━━ EXCERPT

Healing but as readapting to life from living out of the country….different from my normal but perhaps a view into what might come next in my author journey.
Normally in music, a call and response are between two singers or a singer(s) and an audience. The first offers a part of a phrase and the second offers a commentary, an answer, or a melody responding to the first. Last night I realized that something similar is happening on certain social media groups. I liken it to the form of “call and response”. Someone might be soul searching, trying to reach out and connect, build community, and put out a thought, a question, a concern, a yearning. This is like a “call” and then, we, a caring community return the melody back to the one making the call to rally around her/him/them with an answer…. or a potential answer.
The topic is fascinating, and I would like to reflect more on the parallel as time goes on. For now, however, I will leave you with the idea and share the post and my response that made me think of the similarities. In a time when community is lacking but so necessary, these types of calls and caring responses from “sister elders” are important.
The original poster below could have been me in the past. After returning from various travels either abroad or to places in my own country, I often felt similar feelings during the re-adjustment process. Reflecting on the past 20 + years I can see how far I have come. Just as in a typical call and response, both parties gained something from the interaction and wanted to respond to what resonated with me to help them on their journey into the future.
“Hello wonderful sisters, I’m turning 28 next week, which doesn’t seem old but to me right now it is because I still live at home and currently unemployed after coming back from a year of volunteering abroad. I found it really hard to adjust again, and I now think I’m really incapable of living in my country anymore as I don’t feel a sense of belonging and I don’t feel safe whether in the streets or with any interactions. Coming back wasn’t a choice and finding a job here is not something I want but time is passing and I need to do something but my heart is heavy. Any advice or experiences that I can relate to may be helpful for me right now as the hope I once had is running out of my heart. I used to be very hopeful about my future, it hadn’t been a problem finding a job before, but now I feel unmotivated and not as confident as I knew myself to be. Maybe I wasn’t confident but just too young to know despair”.

━━━━

→ REQUIRED ACTIONS
1. In the call-and-response post, between whom does a call and response normally take place in music?
2. Write out the part of the call-and-response post starting with "Normally in music, a" and going on through "a potential answer.".
3. Shorten the paragraph of the call-and-response post that begins "The topic is fascinating," keeping its main facts.

━━ SOURCE DATA

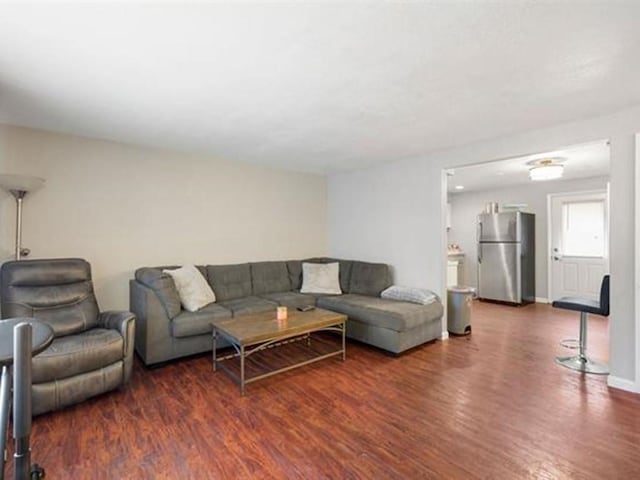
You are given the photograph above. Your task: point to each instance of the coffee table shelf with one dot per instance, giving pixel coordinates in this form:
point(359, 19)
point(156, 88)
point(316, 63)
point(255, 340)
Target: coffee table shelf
point(254, 339)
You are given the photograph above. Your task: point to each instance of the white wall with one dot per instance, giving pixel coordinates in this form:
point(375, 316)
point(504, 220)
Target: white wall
point(466, 206)
point(395, 213)
point(122, 207)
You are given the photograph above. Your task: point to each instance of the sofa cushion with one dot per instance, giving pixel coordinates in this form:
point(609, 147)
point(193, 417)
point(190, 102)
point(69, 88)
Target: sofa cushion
point(79, 353)
point(249, 305)
point(230, 281)
point(321, 278)
point(294, 267)
point(345, 270)
point(381, 312)
point(291, 299)
point(409, 294)
point(193, 289)
point(269, 277)
point(369, 278)
point(197, 323)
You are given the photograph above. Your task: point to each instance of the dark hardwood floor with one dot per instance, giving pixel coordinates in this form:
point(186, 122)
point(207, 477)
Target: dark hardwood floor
point(490, 405)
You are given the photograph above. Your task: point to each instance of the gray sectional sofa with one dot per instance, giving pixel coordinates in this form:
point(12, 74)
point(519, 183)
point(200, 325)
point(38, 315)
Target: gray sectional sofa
point(164, 331)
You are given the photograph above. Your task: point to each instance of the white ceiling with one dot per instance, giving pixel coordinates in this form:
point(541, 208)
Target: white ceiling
point(580, 161)
point(318, 87)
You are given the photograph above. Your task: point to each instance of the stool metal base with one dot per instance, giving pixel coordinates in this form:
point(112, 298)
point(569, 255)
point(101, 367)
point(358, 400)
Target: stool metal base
point(583, 364)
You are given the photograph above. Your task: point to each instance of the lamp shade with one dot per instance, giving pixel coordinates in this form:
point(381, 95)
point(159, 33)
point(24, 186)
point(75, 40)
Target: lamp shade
point(20, 183)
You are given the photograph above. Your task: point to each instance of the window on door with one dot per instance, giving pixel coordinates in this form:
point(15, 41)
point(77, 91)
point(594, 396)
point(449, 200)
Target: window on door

━━━━

→ ANSWERS IN ORDER
1. Between two singers or a singer(s) and an audience.

2.
Normally in music, a call and response are between two singers or a singer(s) and an audience. The first offers a part of a phrase and the second offers a commentary, an answer, or a melody responding to the first. Last night I realized that something similar is happening on certain social media groups. I liken it to the form of “call and response”. Someone might be soul searching, trying to reach out and connect, build community, and put out a thought, a question, a concern, a yearning. This is like a “call” and then, we, a caring community return the melody back to the one making the call to rally around her/him/them with an answer…. or a potential answer.

3. The author finds the topic fascinating and wants to reflect further on the parallel over time. For now, they share the idea, along with the post and response that prompted it. Because community is lacking yet necessary, such calls and caring responses from "sister elders" are important.